## 本文
====

【指導死】一般に『指導』と考えられている教員の行為により、子どもが精神的、あるいは肉体的に追いつめられて自殺すること。
2000年9月30日、埼玉県新座市で中学2年生の少年が自宅マンションから飛び降り、若い命を失った。前日、学校で長時間の生徒指導を受けた直後のことだった。
真相の究明もされず、周囲から冷たい視線にさらされた両親。ある出会いをきっかけに立ち上がった。
先月、東京都内の施設で、コピーライターの大貫隆志さん(59)が講演した。テーマは『指導死』。生徒指導を直接の原因、あるいはきっかけとした子どもの自殺を指す言葉だ。'07年に大貫さんが名づけた。

====

## 課題内容
本文によると、「指導死」という言葉はいつ、誰が名づけましたか。 資料はこの内容とは関わりがありません。

====

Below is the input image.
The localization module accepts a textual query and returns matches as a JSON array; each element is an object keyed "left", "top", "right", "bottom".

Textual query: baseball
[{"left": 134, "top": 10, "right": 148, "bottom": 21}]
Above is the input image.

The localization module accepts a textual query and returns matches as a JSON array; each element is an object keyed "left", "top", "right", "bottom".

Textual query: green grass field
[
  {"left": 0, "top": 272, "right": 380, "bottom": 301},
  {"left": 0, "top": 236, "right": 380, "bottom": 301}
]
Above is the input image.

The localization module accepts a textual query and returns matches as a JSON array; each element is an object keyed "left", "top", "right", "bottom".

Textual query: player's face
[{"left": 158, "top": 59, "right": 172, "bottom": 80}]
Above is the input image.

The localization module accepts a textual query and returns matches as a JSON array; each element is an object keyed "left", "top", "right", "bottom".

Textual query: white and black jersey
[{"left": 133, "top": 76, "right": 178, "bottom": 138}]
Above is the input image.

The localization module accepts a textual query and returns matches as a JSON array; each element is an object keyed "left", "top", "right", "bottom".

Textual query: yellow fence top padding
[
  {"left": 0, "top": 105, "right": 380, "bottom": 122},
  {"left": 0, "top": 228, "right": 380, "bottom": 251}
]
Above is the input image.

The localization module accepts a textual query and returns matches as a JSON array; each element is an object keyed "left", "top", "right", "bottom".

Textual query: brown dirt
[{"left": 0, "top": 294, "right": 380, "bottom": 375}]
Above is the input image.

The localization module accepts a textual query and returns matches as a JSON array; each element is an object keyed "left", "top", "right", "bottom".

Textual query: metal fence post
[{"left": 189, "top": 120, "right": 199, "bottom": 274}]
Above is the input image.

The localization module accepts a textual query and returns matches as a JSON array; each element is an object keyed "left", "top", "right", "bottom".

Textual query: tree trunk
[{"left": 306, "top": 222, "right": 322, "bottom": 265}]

====

## 解答例
'07年に、コピーライターの大貫隆志さんが名づけました。